------ Data section ------
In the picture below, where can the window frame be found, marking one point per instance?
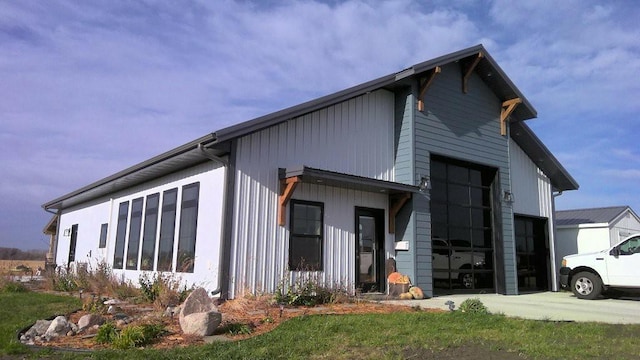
(188, 235)
(295, 261)
(104, 230)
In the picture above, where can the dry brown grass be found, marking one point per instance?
(6, 266)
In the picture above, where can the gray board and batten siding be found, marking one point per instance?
(353, 137)
(459, 126)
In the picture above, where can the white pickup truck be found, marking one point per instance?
(616, 268)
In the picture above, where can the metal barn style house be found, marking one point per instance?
(433, 167)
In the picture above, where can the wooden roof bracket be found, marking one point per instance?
(396, 202)
(507, 108)
(466, 73)
(287, 186)
(425, 83)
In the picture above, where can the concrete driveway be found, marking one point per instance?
(550, 306)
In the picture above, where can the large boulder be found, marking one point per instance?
(201, 323)
(89, 320)
(38, 329)
(58, 327)
(199, 315)
(197, 301)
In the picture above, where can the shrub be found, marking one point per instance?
(236, 329)
(13, 287)
(107, 333)
(473, 306)
(162, 290)
(129, 337)
(308, 291)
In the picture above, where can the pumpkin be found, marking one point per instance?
(406, 296)
(416, 292)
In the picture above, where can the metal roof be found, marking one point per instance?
(603, 215)
(348, 181)
(190, 153)
(487, 69)
(179, 158)
(560, 178)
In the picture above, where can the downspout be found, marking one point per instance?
(53, 240)
(554, 276)
(223, 285)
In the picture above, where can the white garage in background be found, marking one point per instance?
(588, 230)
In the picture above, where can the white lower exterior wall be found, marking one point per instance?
(90, 217)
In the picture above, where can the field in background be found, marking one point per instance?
(7, 265)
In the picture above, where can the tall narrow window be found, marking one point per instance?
(123, 213)
(150, 230)
(305, 241)
(188, 226)
(74, 241)
(103, 236)
(167, 230)
(134, 234)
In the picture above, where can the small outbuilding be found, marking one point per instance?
(594, 229)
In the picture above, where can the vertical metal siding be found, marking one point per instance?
(354, 137)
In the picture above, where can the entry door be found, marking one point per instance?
(72, 245)
(370, 249)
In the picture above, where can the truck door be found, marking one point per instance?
(623, 263)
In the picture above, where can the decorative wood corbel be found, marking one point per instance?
(396, 202)
(424, 85)
(507, 108)
(466, 73)
(287, 186)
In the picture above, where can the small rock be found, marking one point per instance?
(201, 323)
(38, 329)
(59, 326)
(416, 292)
(89, 320)
(113, 302)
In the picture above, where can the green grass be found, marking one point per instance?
(21, 309)
(373, 336)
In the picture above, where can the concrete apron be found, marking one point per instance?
(548, 306)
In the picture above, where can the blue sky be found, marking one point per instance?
(88, 88)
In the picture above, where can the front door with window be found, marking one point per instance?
(370, 249)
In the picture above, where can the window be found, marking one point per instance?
(134, 234)
(74, 241)
(123, 213)
(631, 246)
(103, 236)
(306, 233)
(167, 230)
(150, 230)
(461, 225)
(188, 225)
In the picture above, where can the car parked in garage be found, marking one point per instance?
(617, 268)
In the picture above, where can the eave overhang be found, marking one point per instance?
(398, 193)
(182, 157)
(346, 181)
(485, 67)
(560, 178)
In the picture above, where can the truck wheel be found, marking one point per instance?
(586, 285)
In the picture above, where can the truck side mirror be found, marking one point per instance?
(615, 251)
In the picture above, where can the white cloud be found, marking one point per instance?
(98, 86)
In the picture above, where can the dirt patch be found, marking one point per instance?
(241, 319)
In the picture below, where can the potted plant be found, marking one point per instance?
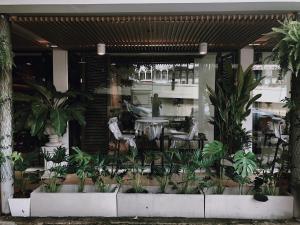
(20, 204)
(163, 200)
(50, 110)
(243, 204)
(82, 163)
(78, 200)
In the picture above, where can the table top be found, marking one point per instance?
(157, 120)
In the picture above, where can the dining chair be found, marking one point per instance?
(186, 137)
(119, 136)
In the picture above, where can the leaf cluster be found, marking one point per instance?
(232, 102)
(48, 107)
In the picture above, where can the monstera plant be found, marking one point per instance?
(232, 101)
(48, 110)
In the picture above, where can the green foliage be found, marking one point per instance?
(23, 178)
(99, 172)
(137, 171)
(50, 108)
(214, 150)
(191, 181)
(245, 166)
(232, 102)
(163, 174)
(287, 50)
(83, 165)
(58, 171)
(6, 55)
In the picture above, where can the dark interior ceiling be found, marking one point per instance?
(142, 34)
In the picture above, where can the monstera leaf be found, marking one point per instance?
(213, 150)
(244, 163)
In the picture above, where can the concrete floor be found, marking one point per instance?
(134, 221)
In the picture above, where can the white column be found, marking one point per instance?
(246, 59)
(205, 67)
(60, 79)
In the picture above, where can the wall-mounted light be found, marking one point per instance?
(203, 48)
(101, 49)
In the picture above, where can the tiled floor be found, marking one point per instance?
(134, 221)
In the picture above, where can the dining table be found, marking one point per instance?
(152, 127)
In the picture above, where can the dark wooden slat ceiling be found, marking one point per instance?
(151, 33)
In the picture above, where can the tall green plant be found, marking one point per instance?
(6, 63)
(57, 171)
(82, 162)
(99, 172)
(215, 152)
(287, 53)
(50, 108)
(232, 102)
(137, 171)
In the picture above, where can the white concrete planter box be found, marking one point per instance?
(19, 207)
(154, 204)
(68, 202)
(246, 207)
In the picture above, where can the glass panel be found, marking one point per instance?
(157, 91)
(268, 111)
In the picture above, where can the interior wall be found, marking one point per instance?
(207, 74)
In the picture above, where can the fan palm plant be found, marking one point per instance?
(232, 102)
(50, 110)
(287, 53)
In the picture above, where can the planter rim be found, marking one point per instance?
(38, 190)
(120, 191)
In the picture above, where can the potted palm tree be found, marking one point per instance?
(180, 195)
(49, 111)
(20, 204)
(98, 199)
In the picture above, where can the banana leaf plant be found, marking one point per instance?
(232, 102)
(49, 108)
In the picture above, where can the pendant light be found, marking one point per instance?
(203, 48)
(101, 49)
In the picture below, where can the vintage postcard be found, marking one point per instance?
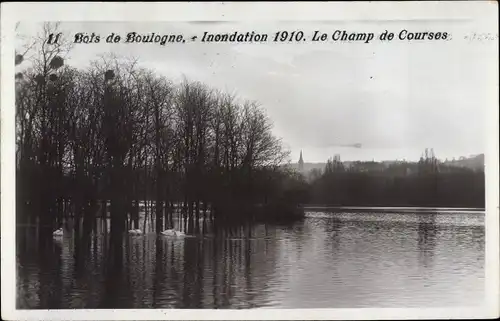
(249, 160)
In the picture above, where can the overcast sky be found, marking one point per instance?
(394, 98)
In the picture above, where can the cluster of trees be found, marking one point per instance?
(119, 133)
(430, 185)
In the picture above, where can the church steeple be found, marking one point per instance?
(301, 162)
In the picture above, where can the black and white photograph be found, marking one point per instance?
(233, 163)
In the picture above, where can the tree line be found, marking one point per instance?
(427, 183)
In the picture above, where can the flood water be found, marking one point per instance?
(330, 260)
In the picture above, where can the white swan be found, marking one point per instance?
(135, 232)
(58, 232)
(173, 232)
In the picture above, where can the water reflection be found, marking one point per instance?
(330, 260)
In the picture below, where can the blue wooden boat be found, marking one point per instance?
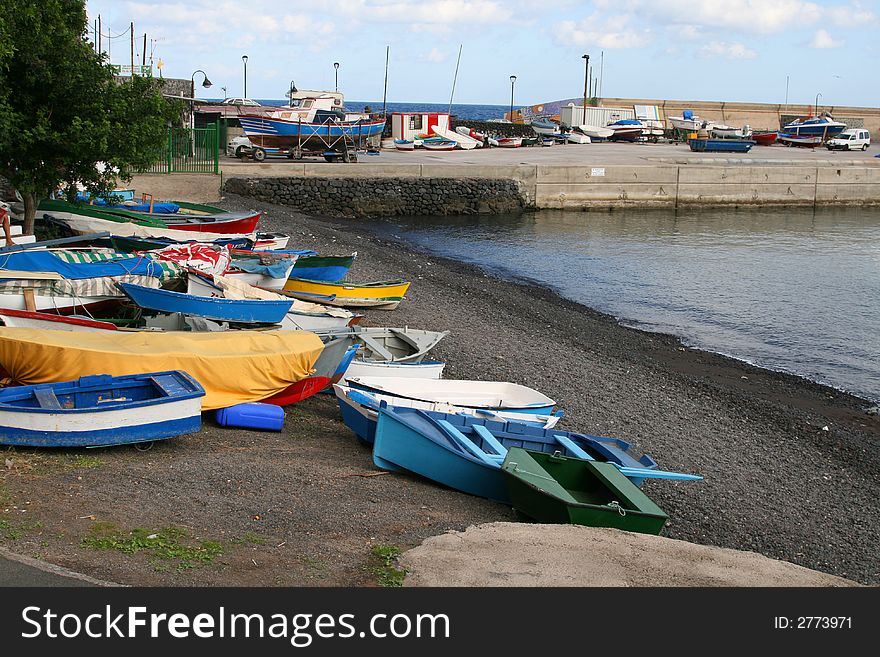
(721, 145)
(466, 453)
(249, 311)
(101, 410)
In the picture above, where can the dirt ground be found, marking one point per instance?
(791, 468)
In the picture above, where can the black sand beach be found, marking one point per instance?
(791, 467)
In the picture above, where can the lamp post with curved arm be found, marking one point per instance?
(244, 60)
(512, 80)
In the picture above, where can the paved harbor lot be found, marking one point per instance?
(606, 154)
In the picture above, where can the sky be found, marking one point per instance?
(720, 50)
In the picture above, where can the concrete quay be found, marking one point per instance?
(594, 176)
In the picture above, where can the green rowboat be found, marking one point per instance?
(551, 488)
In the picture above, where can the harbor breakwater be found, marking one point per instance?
(372, 197)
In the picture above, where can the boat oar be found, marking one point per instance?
(635, 473)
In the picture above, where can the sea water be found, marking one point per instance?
(796, 290)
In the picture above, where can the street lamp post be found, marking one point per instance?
(244, 59)
(512, 80)
(586, 59)
(206, 83)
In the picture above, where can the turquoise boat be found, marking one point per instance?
(465, 452)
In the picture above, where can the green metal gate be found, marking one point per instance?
(190, 150)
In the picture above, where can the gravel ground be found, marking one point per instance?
(790, 467)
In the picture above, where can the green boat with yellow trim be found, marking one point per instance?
(552, 488)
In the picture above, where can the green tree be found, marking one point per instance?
(65, 119)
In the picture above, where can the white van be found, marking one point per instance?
(850, 140)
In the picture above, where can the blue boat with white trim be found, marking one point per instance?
(101, 410)
(246, 311)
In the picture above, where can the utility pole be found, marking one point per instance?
(586, 59)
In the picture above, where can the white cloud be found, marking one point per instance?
(727, 50)
(823, 40)
(611, 33)
(434, 55)
(752, 16)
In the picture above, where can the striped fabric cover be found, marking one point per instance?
(170, 270)
(104, 286)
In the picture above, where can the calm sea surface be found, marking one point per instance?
(791, 290)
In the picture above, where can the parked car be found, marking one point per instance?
(241, 101)
(238, 146)
(850, 140)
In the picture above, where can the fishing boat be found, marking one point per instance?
(84, 221)
(551, 488)
(465, 453)
(823, 127)
(722, 131)
(764, 138)
(383, 295)
(360, 409)
(424, 369)
(331, 269)
(595, 132)
(577, 138)
(500, 395)
(33, 319)
(791, 139)
(439, 145)
(626, 130)
(247, 311)
(689, 122)
(101, 410)
(233, 367)
(509, 142)
(391, 345)
(220, 222)
(392, 352)
(545, 127)
(327, 370)
(721, 145)
(301, 316)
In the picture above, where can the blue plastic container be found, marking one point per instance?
(255, 415)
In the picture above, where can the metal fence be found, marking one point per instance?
(189, 150)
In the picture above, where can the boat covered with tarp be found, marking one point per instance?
(233, 367)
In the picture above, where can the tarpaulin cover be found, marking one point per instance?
(45, 261)
(233, 366)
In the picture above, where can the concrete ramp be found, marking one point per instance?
(522, 554)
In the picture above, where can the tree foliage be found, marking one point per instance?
(66, 119)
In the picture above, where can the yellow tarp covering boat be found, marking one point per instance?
(232, 366)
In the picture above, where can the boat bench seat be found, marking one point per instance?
(46, 398)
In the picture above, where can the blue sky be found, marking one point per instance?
(730, 50)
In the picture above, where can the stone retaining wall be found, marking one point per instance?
(370, 197)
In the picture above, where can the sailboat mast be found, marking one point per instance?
(455, 77)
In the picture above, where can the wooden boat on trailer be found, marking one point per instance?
(465, 453)
(101, 410)
(552, 488)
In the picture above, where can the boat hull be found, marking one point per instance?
(229, 310)
(173, 410)
(557, 489)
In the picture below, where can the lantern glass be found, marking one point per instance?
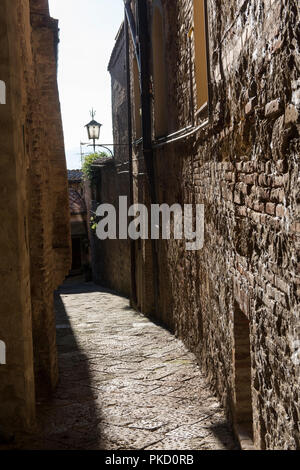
(93, 129)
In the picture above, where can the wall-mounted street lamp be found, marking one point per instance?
(93, 130)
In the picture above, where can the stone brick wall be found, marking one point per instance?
(34, 238)
(243, 165)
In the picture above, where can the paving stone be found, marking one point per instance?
(125, 383)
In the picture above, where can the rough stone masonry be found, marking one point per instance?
(34, 212)
(236, 302)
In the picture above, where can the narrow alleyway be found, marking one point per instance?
(125, 383)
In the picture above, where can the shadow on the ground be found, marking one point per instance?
(71, 419)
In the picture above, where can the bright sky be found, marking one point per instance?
(87, 35)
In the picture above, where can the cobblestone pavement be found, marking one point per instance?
(125, 383)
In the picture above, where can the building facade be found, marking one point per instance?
(34, 209)
(213, 119)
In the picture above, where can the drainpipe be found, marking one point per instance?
(144, 55)
(129, 116)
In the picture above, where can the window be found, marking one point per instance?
(200, 39)
(137, 100)
(242, 366)
(159, 72)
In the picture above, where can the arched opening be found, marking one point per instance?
(201, 73)
(159, 72)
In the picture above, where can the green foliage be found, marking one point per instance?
(88, 162)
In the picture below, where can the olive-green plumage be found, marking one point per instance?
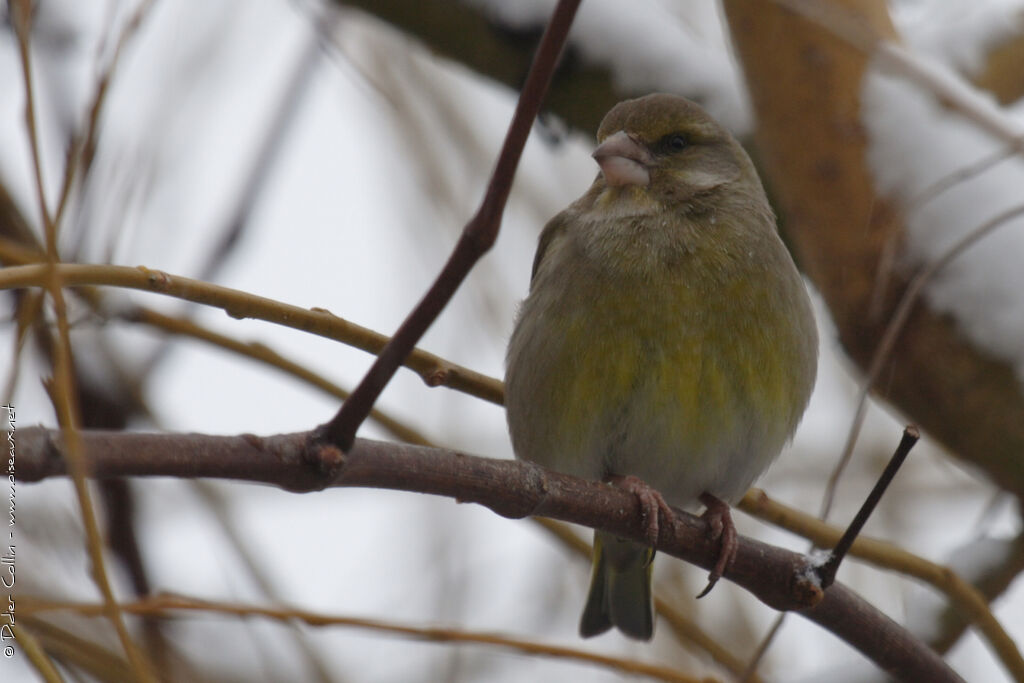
------
» **Problem statement**
What is needed is a word-for-word repeat of every line from the line with "In the picture above, where can the drainpipe" to the end of the entries above; leave out the pictures.

» **Answer area**
In the picture above, where can the drainpipe be found, marking one point per instance?
(144, 55)
(129, 116)
In the picture above, where can the window be found, marking one point per instance?
(200, 39)
(137, 100)
(242, 366)
(159, 72)
In the picture above, where can the arched opening be found, marking one point per instance?
(201, 73)
(159, 72)
In the picture above, where can the green foliage be found, marking one point per instance?
(88, 162)
In the picture below, where can the olive-green plumage be found, marking one point per instance?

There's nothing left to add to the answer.